The bills of lading were signed in the United States of America, both the shipper and the shipowner being American subjects. No special reference was made to the exemptions of the Harter Act. It was agreed however that the consignee or owner of the cargo would not be exempt from liability for contribution in general average, even if the owner of the ship had exercised due diligence to make the ship in all respects seaworthy and properly manned, equipped and supplied, or if the said owners were exempt for damage resulting from faults or neglect of the master, pilot or crew in the navigation or management of the ship. The wording of this clause is evidently inspired by the above section 3 of the Harter Act.
Scrutton, on charterparties and bills of lading, 12th edition, says at page 19:
The general rule of English law is that a contract is to be construed according to the law by which the parties intend to be bound. If that intention is not expressed in the contract, the court must ascertain what is their implied intention. In the absence of other indications, in ordinary contracts, the implication will be that the parties intended to be bound by the lex loci contractus.

> _EXTRACTED RECORDS_
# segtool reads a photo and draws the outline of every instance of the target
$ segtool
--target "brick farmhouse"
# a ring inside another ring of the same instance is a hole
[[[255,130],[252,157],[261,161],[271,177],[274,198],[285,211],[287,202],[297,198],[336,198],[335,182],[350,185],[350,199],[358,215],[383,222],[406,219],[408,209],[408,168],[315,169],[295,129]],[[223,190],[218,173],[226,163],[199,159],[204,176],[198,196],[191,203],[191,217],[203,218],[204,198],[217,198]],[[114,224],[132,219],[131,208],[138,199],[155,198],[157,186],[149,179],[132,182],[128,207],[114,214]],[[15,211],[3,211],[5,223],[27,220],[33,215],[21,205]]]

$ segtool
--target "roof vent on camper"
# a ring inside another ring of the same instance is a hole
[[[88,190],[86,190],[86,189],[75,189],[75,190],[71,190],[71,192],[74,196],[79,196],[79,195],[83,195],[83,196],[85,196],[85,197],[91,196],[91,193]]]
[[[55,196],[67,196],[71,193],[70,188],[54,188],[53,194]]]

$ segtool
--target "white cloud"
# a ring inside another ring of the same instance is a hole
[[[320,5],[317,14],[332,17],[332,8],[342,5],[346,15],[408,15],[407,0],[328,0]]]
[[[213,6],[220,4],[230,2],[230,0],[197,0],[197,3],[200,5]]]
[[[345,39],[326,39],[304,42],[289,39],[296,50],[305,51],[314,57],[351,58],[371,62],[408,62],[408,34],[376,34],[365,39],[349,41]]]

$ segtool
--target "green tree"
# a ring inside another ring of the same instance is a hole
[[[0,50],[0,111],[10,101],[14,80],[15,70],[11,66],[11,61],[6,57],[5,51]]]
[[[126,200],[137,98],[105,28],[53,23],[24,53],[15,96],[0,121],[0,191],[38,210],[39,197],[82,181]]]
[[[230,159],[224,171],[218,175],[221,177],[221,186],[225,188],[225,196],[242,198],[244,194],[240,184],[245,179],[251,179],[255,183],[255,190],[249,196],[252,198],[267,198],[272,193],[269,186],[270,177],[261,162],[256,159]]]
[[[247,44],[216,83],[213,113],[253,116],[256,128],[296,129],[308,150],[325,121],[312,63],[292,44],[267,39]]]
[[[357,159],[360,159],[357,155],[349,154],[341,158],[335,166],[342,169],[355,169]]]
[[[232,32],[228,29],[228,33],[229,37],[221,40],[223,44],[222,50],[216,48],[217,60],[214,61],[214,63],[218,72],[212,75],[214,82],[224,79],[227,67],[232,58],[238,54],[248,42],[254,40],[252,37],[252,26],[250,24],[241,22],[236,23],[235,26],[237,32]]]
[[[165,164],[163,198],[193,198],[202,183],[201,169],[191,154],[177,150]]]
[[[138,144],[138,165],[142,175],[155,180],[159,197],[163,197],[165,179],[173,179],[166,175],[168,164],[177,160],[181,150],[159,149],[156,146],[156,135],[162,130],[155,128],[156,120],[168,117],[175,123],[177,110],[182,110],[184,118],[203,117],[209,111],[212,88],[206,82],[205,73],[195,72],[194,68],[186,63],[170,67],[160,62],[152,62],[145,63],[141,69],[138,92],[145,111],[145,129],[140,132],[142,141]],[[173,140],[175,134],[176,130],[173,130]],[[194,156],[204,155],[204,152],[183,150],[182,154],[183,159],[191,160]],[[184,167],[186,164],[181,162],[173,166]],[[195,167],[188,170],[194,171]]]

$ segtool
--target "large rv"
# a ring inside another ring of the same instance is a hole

> _GIVEN PROBLEM_
Carry on the passage about bills of lading and the Harter Act, starting right after its last sentence.

> _TASK OUTPUT_
In regard to charterparties and bills of lading the general rule as to contracts applies; they will be governed by the law by which the parties intend to be bound, and if that is not expressed, it must be ascertained as a matter of implication. But in the absence of other indications, as regards charterparties and bills of lading, the primary implication will be that the parties intended to be bound by the law of the ship’s flag, and not, as in other contracts, by the lex loci contractus.
In this case, it is to be noted that the ss. Burlington is an American ship and that the law of the flag is the same as the lex loci contractus. Lloyd v. Guibert et al, laid down the rule that,
where the contract of affreightment does not provide otherwise, as between the parties to the contract, in respect to sea damage and its incidents, the law of the country to which the ship belongs must be taken to be the law to which they have submitted themselves.
The Cour de cassation in France, on December 5, 1910, re American Trading Company v. Quebec Steamship Company, held inter alia:
Entre personnes de nationalités différentes, la loi du lieu où le contrat est intervenu est, en principe, celle à laquelle il faut s’attacher.
Mais les parties peuvent, par une manifestation de volonté expresse ou tacite, adopter une autre loi, à laquelle leur contrat sera soumis.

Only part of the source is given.